Exercise brief — Repeat verbatim each line from the line with "the gray cat." to the end of the entries. Pictures do not belong in the copy.

Stored data entries:
-*-*-
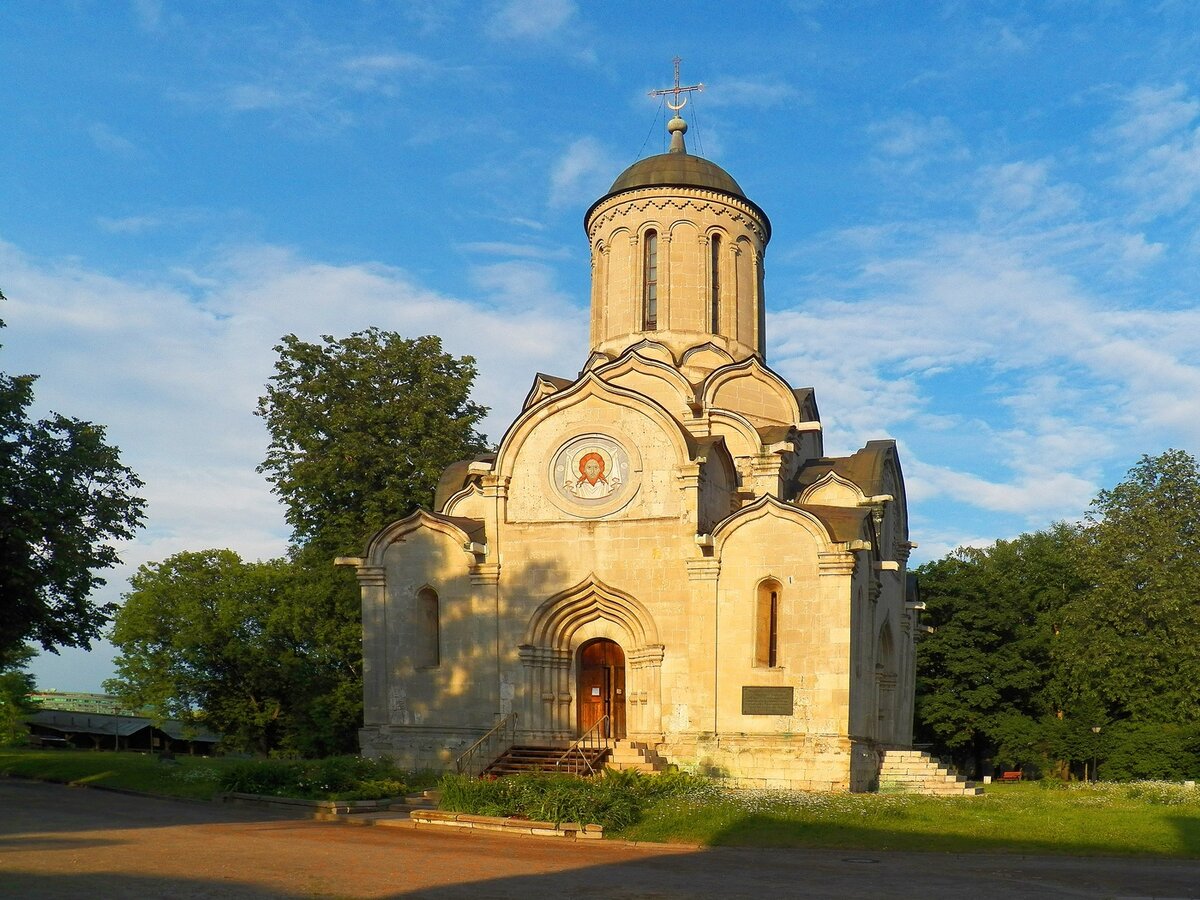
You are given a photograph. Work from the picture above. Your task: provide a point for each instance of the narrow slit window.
(715, 281)
(767, 624)
(651, 283)
(427, 639)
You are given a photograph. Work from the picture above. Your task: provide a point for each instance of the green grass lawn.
(187, 777)
(1147, 819)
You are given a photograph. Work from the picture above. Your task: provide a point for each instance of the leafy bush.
(1150, 750)
(615, 799)
(343, 778)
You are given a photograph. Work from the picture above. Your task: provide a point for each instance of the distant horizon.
(985, 232)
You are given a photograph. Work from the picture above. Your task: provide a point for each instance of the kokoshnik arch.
(660, 540)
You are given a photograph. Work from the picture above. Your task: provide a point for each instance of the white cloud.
(109, 141)
(749, 93)
(1025, 190)
(917, 139)
(130, 225)
(183, 366)
(527, 251)
(537, 19)
(1158, 147)
(581, 174)
(978, 349)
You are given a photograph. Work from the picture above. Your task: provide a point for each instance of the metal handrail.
(508, 724)
(593, 738)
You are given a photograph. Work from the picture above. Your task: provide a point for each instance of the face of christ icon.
(594, 481)
(592, 469)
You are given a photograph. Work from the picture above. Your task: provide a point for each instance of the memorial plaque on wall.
(766, 701)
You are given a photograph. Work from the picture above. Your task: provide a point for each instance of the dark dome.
(677, 168)
(676, 171)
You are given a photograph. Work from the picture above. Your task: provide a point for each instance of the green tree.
(270, 653)
(1131, 640)
(201, 640)
(64, 498)
(984, 678)
(361, 429)
(16, 685)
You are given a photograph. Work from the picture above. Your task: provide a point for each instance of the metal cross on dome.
(677, 90)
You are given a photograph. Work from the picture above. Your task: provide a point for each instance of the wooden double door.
(601, 687)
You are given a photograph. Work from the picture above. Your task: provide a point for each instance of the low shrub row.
(336, 778)
(615, 799)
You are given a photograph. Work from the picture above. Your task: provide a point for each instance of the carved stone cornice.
(837, 563)
(703, 569)
(682, 199)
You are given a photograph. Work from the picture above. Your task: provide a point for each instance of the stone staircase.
(517, 760)
(917, 772)
(637, 756)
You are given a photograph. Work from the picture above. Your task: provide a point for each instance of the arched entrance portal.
(601, 671)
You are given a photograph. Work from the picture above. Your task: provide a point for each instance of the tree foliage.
(207, 636)
(64, 498)
(983, 673)
(361, 429)
(1078, 643)
(16, 685)
(1132, 640)
(270, 653)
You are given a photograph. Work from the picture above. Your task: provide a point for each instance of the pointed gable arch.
(653, 378)
(754, 390)
(649, 348)
(741, 436)
(591, 388)
(555, 622)
(462, 532)
(768, 507)
(705, 358)
(543, 387)
(833, 490)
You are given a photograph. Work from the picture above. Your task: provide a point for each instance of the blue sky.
(985, 223)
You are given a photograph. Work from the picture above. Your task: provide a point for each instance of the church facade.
(659, 550)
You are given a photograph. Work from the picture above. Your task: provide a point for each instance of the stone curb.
(570, 831)
(327, 807)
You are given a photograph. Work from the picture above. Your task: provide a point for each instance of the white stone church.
(659, 552)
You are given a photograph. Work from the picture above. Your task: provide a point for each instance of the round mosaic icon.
(591, 471)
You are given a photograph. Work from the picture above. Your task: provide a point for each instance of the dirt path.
(69, 843)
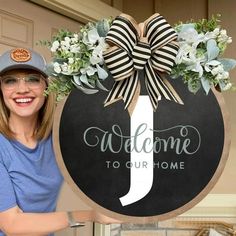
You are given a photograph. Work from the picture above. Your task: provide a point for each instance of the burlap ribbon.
(150, 46)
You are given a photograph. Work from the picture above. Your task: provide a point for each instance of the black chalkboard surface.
(189, 152)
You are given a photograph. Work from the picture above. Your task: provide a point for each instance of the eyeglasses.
(11, 82)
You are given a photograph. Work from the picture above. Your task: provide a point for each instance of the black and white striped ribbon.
(153, 51)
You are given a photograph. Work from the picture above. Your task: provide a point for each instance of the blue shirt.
(29, 177)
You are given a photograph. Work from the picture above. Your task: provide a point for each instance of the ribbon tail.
(158, 88)
(123, 89)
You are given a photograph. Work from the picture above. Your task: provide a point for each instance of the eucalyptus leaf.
(77, 80)
(99, 85)
(206, 85)
(49, 70)
(194, 86)
(84, 79)
(60, 60)
(85, 90)
(227, 63)
(212, 49)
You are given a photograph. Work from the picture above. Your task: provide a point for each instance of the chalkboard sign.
(152, 165)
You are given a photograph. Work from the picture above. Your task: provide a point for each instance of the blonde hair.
(45, 118)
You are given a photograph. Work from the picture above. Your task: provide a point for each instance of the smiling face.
(22, 91)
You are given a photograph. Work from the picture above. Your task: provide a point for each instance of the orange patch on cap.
(20, 55)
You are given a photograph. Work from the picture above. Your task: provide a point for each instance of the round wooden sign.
(150, 166)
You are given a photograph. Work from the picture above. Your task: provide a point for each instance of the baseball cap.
(22, 58)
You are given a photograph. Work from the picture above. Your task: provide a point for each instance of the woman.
(30, 180)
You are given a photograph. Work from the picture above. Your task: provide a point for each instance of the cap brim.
(20, 66)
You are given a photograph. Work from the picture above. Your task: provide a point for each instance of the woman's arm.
(13, 222)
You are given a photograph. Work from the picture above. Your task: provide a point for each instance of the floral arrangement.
(78, 57)
(199, 61)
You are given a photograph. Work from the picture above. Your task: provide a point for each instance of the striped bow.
(150, 46)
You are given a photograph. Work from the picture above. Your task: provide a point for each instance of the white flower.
(227, 86)
(64, 67)
(196, 67)
(67, 39)
(223, 37)
(89, 70)
(102, 74)
(93, 36)
(186, 54)
(55, 46)
(56, 67)
(71, 60)
(75, 48)
(211, 65)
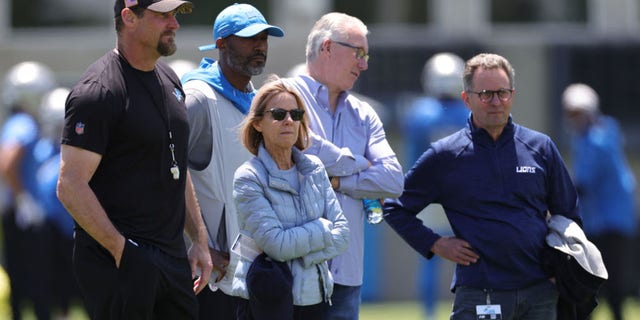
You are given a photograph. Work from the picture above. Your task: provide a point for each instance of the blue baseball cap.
(242, 20)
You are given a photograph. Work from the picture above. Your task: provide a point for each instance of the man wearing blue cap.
(219, 95)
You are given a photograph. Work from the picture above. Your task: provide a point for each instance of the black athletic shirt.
(110, 112)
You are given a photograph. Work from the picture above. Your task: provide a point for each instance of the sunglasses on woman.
(279, 114)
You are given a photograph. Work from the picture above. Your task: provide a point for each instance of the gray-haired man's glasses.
(486, 96)
(360, 53)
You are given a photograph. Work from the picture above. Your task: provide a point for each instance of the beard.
(168, 48)
(244, 65)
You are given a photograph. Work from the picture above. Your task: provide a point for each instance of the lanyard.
(160, 107)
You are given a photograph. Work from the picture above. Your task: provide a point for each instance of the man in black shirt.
(123, 175)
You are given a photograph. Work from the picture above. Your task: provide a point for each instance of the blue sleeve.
(562, 195)
(420, 189)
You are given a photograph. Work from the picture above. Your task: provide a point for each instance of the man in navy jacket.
(496, 181)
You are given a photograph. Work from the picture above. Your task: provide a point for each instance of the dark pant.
(311, 312)
(538, 302)
(345, 303)
(216, 305)
(616, 256)
(148, 285)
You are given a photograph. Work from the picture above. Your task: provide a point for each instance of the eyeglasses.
(360, 53)
(485, 96)
(279, 114)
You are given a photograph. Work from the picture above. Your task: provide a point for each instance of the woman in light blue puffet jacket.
(285, 202)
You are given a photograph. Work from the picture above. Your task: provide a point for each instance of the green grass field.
(406, 310)
(402, 310)
(413, 311)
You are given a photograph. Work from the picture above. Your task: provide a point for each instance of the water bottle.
(373, 210)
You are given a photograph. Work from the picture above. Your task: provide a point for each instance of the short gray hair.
(486, 61)
(333, 25)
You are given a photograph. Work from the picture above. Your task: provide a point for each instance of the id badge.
(489, 312)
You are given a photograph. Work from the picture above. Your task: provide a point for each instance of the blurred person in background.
(219, 95)
(606, 187)
(497, 182)
(439, 113)
(285, 203)
(24, 228)
(65, 290)
(349, 138)
(124, 179)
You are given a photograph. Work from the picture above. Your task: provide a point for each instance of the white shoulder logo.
(525, 169)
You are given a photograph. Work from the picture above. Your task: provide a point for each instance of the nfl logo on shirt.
(79, 128)
(130, 3)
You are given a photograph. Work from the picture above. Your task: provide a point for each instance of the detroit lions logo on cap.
(178, 94)
(130, 3)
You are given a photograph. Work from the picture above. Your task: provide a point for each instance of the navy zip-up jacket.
(496, 195)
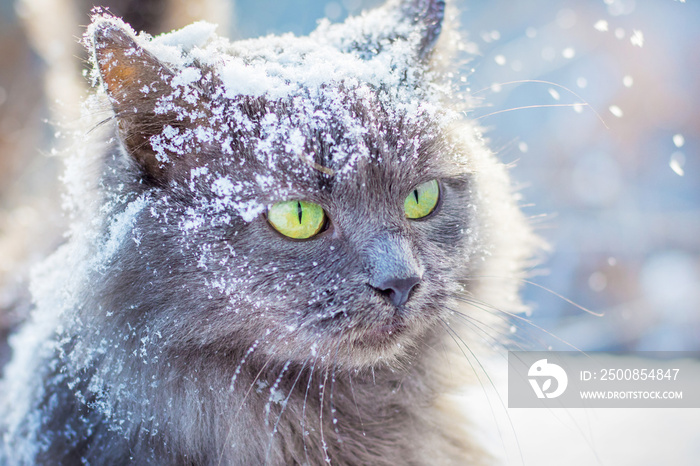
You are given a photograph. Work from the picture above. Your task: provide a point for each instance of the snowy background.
(605, 151)
(611, 184)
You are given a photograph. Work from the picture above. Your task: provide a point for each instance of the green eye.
(422, 200)
(297, 219)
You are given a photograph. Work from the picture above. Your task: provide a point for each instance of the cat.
(281, 251)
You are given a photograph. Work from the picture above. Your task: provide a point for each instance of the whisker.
(303, 409)
(323, 395)
(584, 102)
(544, 288)
(457, 339)
(284, 406)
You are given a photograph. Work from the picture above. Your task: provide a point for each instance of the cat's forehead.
(303, 112)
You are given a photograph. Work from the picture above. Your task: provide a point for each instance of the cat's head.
(304, 198)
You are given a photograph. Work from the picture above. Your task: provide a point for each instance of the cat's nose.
(398, 290)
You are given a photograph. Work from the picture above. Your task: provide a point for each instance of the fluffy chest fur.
(181, 325)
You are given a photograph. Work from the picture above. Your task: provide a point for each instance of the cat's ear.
(146, 99)
(427, 17)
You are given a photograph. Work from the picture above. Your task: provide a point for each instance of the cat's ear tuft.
(428, 16)
(128, 73)
(137, 84)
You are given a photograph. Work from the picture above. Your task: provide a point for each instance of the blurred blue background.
(612, 185)
(605, 152)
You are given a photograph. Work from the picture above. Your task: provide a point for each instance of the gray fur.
(204, 337)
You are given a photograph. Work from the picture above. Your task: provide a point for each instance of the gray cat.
(282, 250)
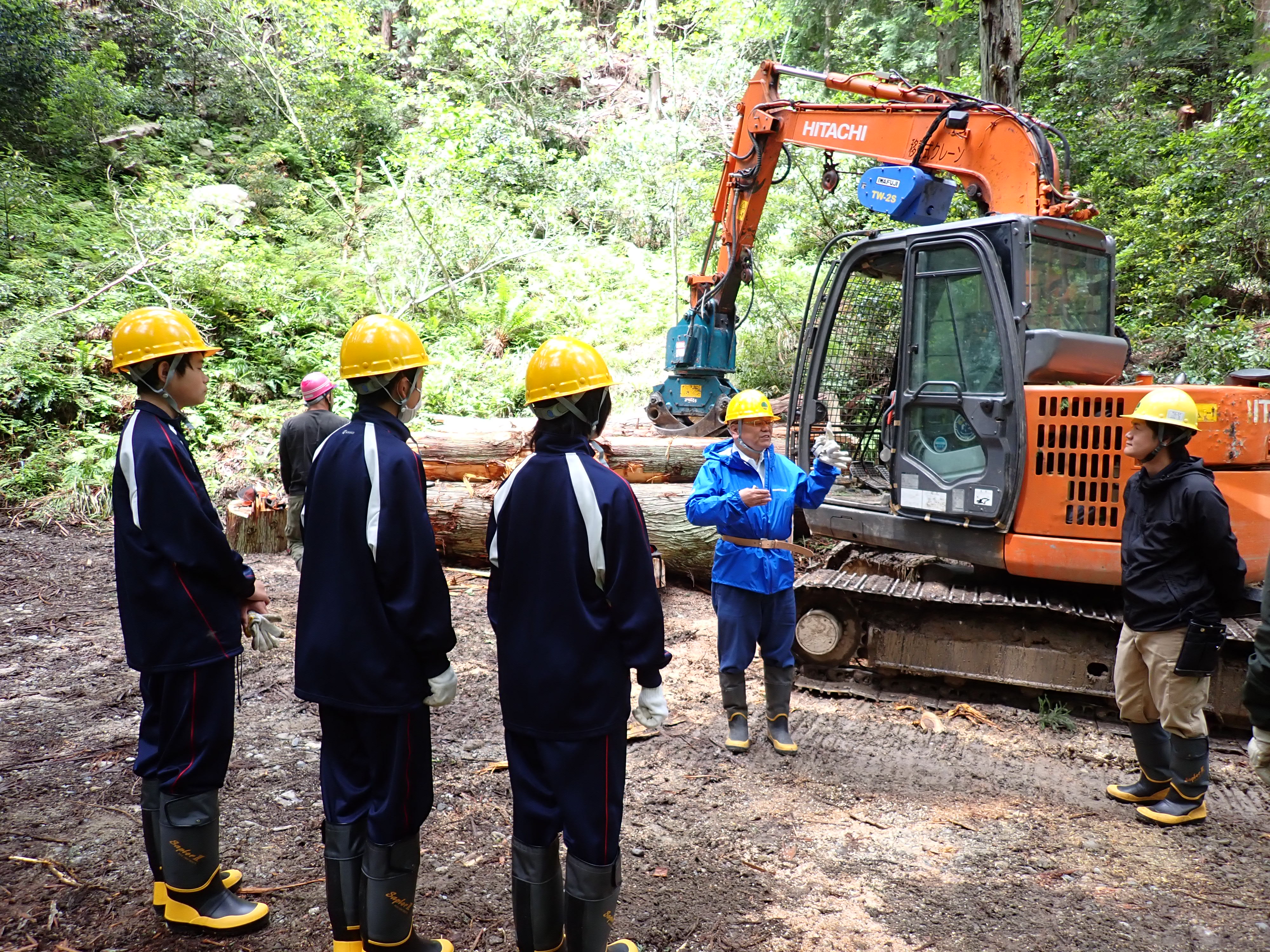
-*-*-
Written answer —
You are given a photograph. Work from the picture above. Your task: provide a point for each instance of the gray cat.
(282, 250)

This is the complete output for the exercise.